§ **INFORMATION SHOWN**

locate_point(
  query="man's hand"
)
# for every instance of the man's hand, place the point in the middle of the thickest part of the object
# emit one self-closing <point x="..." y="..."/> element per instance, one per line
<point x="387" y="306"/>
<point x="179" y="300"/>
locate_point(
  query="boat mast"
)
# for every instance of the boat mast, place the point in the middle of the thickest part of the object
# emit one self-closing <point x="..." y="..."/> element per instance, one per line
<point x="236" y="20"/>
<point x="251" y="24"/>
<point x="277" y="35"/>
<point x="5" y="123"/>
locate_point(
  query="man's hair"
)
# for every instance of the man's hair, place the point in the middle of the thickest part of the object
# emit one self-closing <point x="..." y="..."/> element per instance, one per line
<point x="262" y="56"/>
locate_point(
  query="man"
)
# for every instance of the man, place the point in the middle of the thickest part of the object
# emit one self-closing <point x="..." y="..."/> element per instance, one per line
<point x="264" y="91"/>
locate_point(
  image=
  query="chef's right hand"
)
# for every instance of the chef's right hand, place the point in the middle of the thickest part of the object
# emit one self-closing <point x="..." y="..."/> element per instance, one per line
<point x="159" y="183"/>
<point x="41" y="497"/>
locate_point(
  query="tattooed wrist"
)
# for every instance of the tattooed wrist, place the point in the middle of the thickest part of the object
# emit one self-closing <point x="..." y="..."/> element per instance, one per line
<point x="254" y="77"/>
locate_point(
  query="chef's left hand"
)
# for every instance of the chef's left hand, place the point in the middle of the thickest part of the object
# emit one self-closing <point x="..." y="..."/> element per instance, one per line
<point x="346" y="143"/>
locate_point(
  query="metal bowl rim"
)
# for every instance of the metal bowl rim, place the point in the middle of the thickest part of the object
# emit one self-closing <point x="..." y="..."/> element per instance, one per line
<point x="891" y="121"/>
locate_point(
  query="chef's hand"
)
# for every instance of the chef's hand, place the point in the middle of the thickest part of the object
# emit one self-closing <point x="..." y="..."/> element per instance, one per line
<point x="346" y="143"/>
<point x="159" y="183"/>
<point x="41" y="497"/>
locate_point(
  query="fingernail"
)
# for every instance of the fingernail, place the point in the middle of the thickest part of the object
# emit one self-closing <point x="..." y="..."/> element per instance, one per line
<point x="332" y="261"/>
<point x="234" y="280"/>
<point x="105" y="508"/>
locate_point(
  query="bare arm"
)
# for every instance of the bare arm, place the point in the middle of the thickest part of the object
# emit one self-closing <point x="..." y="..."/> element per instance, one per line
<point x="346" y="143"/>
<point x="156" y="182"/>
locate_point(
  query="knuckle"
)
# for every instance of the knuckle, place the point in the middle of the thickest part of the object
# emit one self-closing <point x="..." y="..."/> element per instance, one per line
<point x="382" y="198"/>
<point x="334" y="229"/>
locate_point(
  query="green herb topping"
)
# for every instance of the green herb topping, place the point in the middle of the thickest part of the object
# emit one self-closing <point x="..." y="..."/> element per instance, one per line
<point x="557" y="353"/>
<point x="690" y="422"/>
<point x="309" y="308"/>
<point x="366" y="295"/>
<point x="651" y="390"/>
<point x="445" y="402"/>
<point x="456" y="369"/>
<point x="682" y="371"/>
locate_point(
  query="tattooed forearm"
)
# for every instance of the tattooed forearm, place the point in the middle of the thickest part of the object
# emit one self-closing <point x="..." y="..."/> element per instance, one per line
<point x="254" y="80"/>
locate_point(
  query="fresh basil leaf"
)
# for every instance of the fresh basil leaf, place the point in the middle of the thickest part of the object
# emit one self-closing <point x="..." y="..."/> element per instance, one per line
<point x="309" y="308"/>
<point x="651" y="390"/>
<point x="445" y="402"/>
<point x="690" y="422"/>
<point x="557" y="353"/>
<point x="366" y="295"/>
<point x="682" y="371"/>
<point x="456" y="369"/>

§ **PROBLEM DESCRIPTION**
Return every record above exactly as it appears.

§ **WRITTEN RESPONSE**
locate_point(
  query="man's hand"
)
# for every instance of the man's hand, place the point in the middle of the thickest part of the object
# emit one self-closing <point x="..." y="..."/> element per instance, one per line
<point x="387" y="306"/>
<point x="179" y="300"/>
locate_point(
  query="boat mast"
)
# for every instance of the boat mast, place the point in the middle of the thickest part of the object
# emit one self-closing <point x="..." y="..."/> element per instance, one per line
<point x="236" y="20"/>
<point x="251" y="24"/>
<point x="277" y="35"/>
<point x="5" y="123"/>
locate_point(
  query="man's hair"
)
# for every instance of the man's hair, place the point in the middle of the thickest part of the object
# emit one self-closing <point x="..." y="..."/> element per instance, one per line
<point x="262" y="56"/>
locate_point(
  query="man"
)
# for every instance of the man, place the point in the middle of the thickest part of the object
# emit one self-closing <point x="..." y="..."/> element per instance, one per line
<point x="264" y="91"/>
locate_point(
  image=
  query="chef's right hand"
)
# for every instance of the chef's right hand, place the point in the middle of the thickest part of the object
# emit one self-closing <point x="..." y="..."/> element per instance, one per line
<point x="159" y="183"/>
<point x="41" y="497"/>
locate_point(
  query="tattooed wrist"
)
# for every instance of the tattooed wrist, place the point in the middle of the thickest part of the object
# emit one self-closing <point x="..." y="..."/> element per instance, one per line
<point x="254" y="77"/>
locate_point(
  query="chef's left hand"
)
# for every instance of the chef's left hand, place the point in the middle of the thickest part of the object
# emit one self-closing <point x="..." y="..."/> element per instance, one per line
<point x="346" y="143"/>
locate_point(
  query="metal bowl rim"
)
# for every instance of the metal bowl rim, place the point in the middle of the thickest part of the object
# emit one self-closing <point x="..." y="..."/> element per instance, one per line
<point x="891" y="121"/>
locate_point(
  query="chef's hand"
)
# for every instance of the chef's hand, place the point in the middle of the thickest part of the object
# emit one self-closing <point x="..." y="..."/> element per instance, one per line
<point x="346" y="143"/>
<point x="159" y="183"/>
<point x="41" y="497"/>
locate_point(
  query="fingernail"
)
# for every instance of the fingernail, place the point in the middle of the thickest part of the object
# emit one self-closing <point x="..." y="..."/> element per instance, one per line
<point x="332" y="261"/>
<point x="234" y="280"/>
<point x="105" y="508"/>
locate_point(
  query="bare arm"
)
# for every instance of the bare arm, place the point in the middle of the thickest part of the object
# emit one self-closing <point x="..." y="..."/> element per instance, one per line
<point x="346" y="143"/>
<point x="156" y="182"/>
locate_point(
  query="knuckle"
)
# for every instance of the knuckle, place the point in the middle of the thickest part of the object
# emit one self-closing <point x="..." y="..."/> element per instance, one per line
<point x="382" y="198"/>
<point x="334" y="229"/>
locate_point(
  query="green herb topping"
)
# for every instance of the green herb topping, place the point in the middle of the thickest part of the object
# emit one self-closing <point x="..." y="..."/> element per instance, one per line
<point x="557" y="353"/>
<point x="690" y="422"/>
<point x="309" y="308"/>
<point x="366" y="295"/>
<point x="651" y="390"/>
<point x="445" y="402"/>
<point x="456" y="369"/>
<point x="682" y="371"/>
locate_point(
  query="tattooed forearm"
)
# for every instance of the tattooed forearm, place the point in the middle of the thickest part of the object
# emit one self-closing <point x="..." y="..."/> element per instance, one per line
<point x="254" y="80"/>
locate_point(
  query="fresh basil leaf"
)
# for every instance of the fresh basil leaf, place the point in the middle of the thickest part of the object
# emit one self-closing <point x="..." y="..."/> element per instance, one per line
<point x="309" y="308"/>
<point x="651" y="390"/>
<point x="445" y="402"/>
<point x="690" y="422"/>
<point x="557" y="353"/>
<point x="366" y="295"/>
<point x="682" y="371"/>
<point x="456" y="369"/>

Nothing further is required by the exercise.